= What to produce =
Report each line of the entries below that contains the word "woman", copying every such line in full.
___ Supplied entries
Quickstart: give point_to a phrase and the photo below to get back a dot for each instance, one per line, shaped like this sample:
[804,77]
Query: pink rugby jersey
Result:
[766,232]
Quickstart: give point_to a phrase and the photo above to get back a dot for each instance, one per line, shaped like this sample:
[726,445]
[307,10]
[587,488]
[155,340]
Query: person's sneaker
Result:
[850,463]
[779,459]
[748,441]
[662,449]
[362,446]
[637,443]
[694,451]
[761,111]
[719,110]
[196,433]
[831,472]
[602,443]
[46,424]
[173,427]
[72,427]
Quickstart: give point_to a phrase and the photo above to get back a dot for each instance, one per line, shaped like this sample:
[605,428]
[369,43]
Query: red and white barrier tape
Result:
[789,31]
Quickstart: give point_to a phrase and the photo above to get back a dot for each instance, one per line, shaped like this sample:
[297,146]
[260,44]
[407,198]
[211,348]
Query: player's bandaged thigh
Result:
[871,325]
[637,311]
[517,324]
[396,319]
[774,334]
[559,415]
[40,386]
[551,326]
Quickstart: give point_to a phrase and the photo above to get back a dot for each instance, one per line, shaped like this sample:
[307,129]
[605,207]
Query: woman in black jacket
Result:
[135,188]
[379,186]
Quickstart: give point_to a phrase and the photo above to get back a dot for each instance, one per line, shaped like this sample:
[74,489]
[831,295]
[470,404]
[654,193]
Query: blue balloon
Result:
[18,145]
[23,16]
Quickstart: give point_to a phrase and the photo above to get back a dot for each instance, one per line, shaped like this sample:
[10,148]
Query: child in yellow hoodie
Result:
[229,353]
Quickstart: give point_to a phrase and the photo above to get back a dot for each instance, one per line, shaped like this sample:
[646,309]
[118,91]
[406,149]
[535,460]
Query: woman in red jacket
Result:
______
= Finished answer =
Query: woman in black jacket
Query: woman in red jacket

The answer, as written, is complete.